Recession is exacerbating Social Security claims backlog, panelists say

The economic downturn, inadequate funding and red tape are at the core of an increasing backlog of Social Security disability cases, panelists said during a roundtable discussion in Washington on Thursday.

The government has tried for years to reduce the number of cases awaiting review from administrative law judges, but the recession is a significant setback, said Alan Cohen, senior budget adviser for the Senate Finance Committee.

"Initial claims are going to skyrocket in 2010," he said during the forum, organized by the Association of Administration Law Judges. "The tsunami hasn't hit the administrative law judges here."

At issue are cases where a claim has been rejected at the state level and is sent to Social Security Administration ALJs. Currently, there are about 750,000 cases pending, according to Cohen. SSA has set a goal of reducing the pile of pending cases to 466,000 by 2013 -- a step SSA Commissioner Michael Astrue has told lawmakers would decrease average processing times from 500 to 270 days.

"You just need the money to properly administer the program," said Kathryn Olson, staff director for the House Ways and Means Subcommittee on Social Security. "Too much pressure to crank out cases really does undermine the integrity of the process."

Cohen said SSA's core budget is headed for an increase of about 10 percent from fiscal 2009 to fiscal 2010, which could help tackle the expected wave of claims. SSA obtained $500 million from the economic stimulus package to address the backlog.

### EXCERPTED RECORDS:
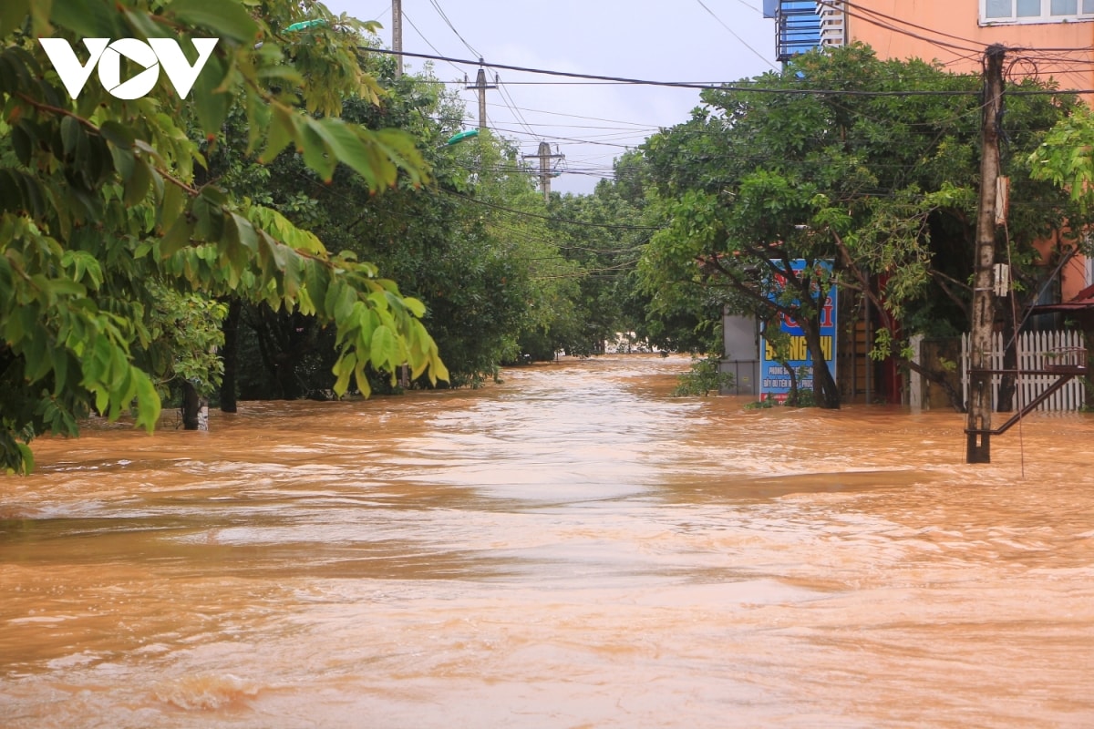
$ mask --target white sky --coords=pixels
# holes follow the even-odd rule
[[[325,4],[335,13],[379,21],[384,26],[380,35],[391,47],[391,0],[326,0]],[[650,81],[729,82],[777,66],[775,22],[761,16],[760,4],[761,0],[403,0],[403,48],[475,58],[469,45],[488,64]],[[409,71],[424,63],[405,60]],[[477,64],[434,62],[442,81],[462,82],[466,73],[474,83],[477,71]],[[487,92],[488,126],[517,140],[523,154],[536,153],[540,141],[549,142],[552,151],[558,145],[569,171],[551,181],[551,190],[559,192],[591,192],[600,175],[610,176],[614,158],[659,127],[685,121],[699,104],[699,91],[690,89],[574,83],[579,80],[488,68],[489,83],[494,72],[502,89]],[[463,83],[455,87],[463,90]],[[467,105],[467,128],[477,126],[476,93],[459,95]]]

--

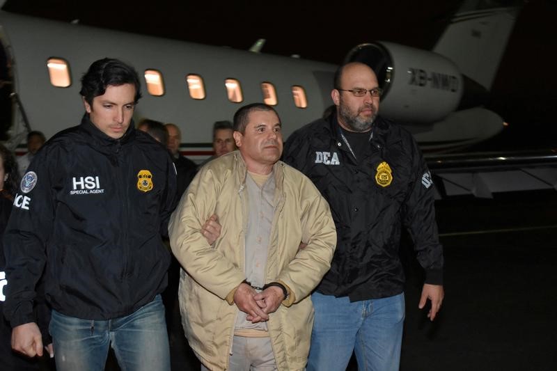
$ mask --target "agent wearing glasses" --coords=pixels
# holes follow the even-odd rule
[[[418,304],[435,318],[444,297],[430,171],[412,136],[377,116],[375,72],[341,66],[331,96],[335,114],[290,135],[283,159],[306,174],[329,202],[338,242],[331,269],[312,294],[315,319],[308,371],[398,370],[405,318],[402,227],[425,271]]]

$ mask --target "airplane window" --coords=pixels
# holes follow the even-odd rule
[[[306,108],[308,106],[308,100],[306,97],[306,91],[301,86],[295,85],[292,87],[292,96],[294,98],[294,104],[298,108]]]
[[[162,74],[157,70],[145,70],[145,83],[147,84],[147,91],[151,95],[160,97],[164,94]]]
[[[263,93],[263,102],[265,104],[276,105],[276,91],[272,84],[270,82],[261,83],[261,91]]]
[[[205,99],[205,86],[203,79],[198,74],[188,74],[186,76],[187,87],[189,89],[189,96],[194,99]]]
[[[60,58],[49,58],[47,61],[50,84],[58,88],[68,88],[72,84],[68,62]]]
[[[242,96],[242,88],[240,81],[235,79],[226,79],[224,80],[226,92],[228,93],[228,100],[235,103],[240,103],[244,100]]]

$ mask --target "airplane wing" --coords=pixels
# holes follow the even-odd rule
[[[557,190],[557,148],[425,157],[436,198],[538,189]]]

--

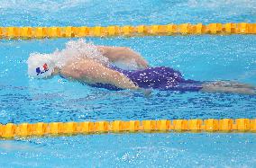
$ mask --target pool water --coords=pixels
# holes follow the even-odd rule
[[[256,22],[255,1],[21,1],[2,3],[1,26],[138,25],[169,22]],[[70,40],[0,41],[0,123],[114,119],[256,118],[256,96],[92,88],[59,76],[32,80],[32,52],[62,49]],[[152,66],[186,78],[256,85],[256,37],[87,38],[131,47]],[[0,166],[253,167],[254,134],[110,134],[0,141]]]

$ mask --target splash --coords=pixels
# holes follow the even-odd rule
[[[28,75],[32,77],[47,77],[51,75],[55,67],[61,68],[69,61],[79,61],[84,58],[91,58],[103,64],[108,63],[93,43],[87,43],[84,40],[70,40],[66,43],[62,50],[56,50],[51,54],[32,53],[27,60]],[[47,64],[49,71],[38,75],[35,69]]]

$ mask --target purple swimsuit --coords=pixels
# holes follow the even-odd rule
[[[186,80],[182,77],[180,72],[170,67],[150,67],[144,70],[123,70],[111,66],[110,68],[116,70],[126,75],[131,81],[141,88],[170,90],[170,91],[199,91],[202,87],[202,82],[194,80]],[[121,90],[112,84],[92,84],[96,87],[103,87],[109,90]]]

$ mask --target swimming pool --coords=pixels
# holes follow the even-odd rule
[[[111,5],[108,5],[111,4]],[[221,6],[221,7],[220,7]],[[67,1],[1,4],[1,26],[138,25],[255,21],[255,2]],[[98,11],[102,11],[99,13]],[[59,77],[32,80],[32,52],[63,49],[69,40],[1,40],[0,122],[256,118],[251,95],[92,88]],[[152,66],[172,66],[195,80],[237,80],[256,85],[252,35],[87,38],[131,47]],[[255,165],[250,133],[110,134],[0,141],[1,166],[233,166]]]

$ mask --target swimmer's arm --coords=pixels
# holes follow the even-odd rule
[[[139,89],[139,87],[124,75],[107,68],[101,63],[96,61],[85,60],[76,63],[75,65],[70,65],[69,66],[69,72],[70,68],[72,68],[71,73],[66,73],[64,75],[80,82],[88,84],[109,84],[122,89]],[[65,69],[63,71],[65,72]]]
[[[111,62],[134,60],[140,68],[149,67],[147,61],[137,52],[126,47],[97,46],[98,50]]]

### THE PROBLEM:
Summarize the article on the Social Security disability backlog in two sentences. The data above are not needed for this work.

### RESULT OF THE EXERCISE:
Panelists at a Washington roundtable said that the economic downturn, inadequate funding and red tape are behind a growing backlog of Social Security disability cases awaiting administrative law judges, which number about 750,000 according to a Senate Finance Committee budget adviser. That adviser warned that initial claims will skyrocket in 2010, while SSA aims to reduce pending cases to 466,000 by 2013 and has obtained $500 million from the economic stimulus package, with its core budget set to rise by about 10 percent.